Required task:
Starting with the line that contains "query | spot the glass", reproduce each line through the end of the entries exactly as written.
____ Material for this exercise
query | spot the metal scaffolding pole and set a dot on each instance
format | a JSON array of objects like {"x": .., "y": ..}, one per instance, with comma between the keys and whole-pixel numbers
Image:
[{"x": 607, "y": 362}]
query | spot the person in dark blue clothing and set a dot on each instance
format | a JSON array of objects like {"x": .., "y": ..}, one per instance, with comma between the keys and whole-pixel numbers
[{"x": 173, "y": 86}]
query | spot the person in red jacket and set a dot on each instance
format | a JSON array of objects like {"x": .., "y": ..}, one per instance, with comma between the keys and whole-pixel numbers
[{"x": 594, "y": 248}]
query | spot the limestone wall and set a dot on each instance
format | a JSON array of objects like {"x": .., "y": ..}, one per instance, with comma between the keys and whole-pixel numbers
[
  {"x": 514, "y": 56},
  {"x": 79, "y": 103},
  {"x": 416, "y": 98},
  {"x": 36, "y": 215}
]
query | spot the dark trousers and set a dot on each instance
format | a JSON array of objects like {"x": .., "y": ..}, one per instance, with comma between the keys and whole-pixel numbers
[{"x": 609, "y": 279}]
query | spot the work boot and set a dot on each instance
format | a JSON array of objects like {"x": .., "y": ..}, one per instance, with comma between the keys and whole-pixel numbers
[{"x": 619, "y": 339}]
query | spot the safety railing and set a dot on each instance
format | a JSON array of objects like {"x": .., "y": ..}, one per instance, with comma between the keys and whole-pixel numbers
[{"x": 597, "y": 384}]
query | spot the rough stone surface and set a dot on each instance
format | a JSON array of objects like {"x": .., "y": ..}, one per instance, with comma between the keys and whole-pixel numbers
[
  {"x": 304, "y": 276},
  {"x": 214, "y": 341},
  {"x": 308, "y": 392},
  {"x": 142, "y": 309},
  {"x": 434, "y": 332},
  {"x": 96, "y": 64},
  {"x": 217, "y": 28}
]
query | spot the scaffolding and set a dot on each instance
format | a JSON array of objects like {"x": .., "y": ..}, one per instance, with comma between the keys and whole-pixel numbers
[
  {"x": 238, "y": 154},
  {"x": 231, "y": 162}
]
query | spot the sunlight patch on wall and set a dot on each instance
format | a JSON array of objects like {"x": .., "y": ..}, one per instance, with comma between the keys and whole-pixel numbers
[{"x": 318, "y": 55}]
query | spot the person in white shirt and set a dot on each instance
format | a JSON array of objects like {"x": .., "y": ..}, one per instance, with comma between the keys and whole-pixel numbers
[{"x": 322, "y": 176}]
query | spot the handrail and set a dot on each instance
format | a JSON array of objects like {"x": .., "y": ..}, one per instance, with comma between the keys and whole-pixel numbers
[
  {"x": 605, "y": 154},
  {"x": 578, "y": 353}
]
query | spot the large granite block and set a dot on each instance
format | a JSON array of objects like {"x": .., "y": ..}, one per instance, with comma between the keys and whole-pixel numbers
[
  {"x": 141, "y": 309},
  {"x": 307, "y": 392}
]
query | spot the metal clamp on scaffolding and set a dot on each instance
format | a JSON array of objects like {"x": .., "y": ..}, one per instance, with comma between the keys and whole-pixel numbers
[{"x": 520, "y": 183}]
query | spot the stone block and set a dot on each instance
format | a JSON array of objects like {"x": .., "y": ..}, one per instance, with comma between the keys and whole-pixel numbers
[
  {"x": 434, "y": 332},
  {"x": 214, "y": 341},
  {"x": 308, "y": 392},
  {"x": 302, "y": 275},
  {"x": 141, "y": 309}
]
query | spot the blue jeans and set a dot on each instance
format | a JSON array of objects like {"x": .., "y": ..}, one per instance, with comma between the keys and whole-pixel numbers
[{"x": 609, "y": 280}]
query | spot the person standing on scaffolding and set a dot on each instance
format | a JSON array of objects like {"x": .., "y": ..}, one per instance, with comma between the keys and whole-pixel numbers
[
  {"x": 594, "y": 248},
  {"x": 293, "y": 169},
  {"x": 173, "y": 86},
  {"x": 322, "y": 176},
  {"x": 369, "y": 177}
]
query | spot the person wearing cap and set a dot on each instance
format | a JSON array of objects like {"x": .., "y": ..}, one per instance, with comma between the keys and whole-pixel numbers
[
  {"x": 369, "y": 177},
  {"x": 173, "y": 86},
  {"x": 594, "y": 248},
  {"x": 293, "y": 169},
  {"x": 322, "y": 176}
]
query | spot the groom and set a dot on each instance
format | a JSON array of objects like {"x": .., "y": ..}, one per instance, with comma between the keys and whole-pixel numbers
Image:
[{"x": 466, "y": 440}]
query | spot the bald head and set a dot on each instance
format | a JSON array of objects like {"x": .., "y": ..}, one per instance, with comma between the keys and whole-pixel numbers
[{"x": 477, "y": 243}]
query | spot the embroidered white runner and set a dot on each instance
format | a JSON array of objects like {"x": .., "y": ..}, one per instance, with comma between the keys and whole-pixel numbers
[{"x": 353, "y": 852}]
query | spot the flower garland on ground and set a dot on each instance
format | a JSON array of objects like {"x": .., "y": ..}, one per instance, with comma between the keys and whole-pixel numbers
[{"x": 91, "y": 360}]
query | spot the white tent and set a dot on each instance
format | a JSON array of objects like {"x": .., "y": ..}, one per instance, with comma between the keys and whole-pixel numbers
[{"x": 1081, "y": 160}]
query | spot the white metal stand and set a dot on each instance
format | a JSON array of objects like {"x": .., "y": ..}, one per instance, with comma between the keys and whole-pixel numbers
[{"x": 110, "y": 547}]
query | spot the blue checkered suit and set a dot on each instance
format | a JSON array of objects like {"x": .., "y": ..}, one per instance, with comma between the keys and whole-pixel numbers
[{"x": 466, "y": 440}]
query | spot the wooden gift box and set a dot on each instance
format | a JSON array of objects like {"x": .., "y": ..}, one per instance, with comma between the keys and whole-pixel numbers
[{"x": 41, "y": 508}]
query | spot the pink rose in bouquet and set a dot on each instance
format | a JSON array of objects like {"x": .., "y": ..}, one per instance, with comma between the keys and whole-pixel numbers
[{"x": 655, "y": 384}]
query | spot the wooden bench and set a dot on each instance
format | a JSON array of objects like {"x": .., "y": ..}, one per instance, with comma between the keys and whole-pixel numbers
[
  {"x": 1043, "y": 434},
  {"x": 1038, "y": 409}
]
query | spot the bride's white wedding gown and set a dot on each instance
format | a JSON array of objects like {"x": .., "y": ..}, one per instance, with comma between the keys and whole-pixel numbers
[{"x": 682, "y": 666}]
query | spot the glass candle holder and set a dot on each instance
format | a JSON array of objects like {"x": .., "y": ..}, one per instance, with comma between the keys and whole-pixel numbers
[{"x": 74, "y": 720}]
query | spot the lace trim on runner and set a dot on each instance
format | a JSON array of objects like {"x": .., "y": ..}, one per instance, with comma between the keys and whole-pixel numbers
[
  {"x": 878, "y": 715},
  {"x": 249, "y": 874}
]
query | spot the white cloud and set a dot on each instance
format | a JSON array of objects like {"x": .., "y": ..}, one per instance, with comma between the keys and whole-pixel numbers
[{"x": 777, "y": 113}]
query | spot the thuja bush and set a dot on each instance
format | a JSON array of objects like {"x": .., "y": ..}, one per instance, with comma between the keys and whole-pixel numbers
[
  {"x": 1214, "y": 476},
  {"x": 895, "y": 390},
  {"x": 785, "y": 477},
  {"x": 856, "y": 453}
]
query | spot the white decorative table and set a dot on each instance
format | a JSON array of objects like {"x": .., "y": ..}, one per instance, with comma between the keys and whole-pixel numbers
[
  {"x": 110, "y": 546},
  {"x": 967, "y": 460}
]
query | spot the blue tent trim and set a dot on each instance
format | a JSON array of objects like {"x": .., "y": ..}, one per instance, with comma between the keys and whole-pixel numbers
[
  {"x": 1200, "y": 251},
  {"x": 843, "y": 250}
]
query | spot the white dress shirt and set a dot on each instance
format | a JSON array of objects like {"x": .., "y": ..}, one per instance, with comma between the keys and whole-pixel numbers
________
Result of the task:
query | spot the glass candle holder and set a dot on each instance
format | a JSON array of objects like {"x": .., "y": ..}, one per instance, with comma between the keys and whole-pixel numbers
[{"x": 74, "y": 720}]
query | spot the lace trim on runner and set a dot on each instance
format | a JSON array of objects like {"x": .., "y": ..}, one per instance, with comma between the keys and whole-pixel numbers
[
  {"x": 878, "y": 715},
  {"x": 249, "y": 874}
]
query | spot the white cloud and set a dot on each instance
format | a JSON array of objects like {"x": .., "y": ..}, one per instance, with comma between the keys and whole-pixel numbers
[{"x": 777, "y": 113}]
query | spot the thuja bush and set a dot on each instance
format | a JSON array of objects like {"x": .., "y": ..}, one per instance, with comma between the keys and whole-pixel numbers
[
  {"x": 1214, "y": 476},
  {"x": 895, "y": 390},
  {"x": 785, "y": 477},
  {"x": 856, "y": 453}
]
query | spot the white decorative table and set a dot on each instance
format | a JSON array of objects like {"x": .., "y": ..}, one per instance, with comma between the keys and whole-pixel numbers
[
  {"x": 110, "y": 546},
  {"x": 967, "y": 460}
]
query | spot the blue tent trim and set a dot on each instance
format | a JSON array of objects like {"x": .., "y": ..}, one per instance, with comma between the keys and whole-pixel numbers
[
  {"x": 1200, "y": 251},
  {"x": 843, "y": 250}
]
query | spot the white dress shirt and set a dot on each instance
format | a JSON array of objects like {"x": .., "y": ..}, one per instance, with comma between the keys and whole-pixel numbers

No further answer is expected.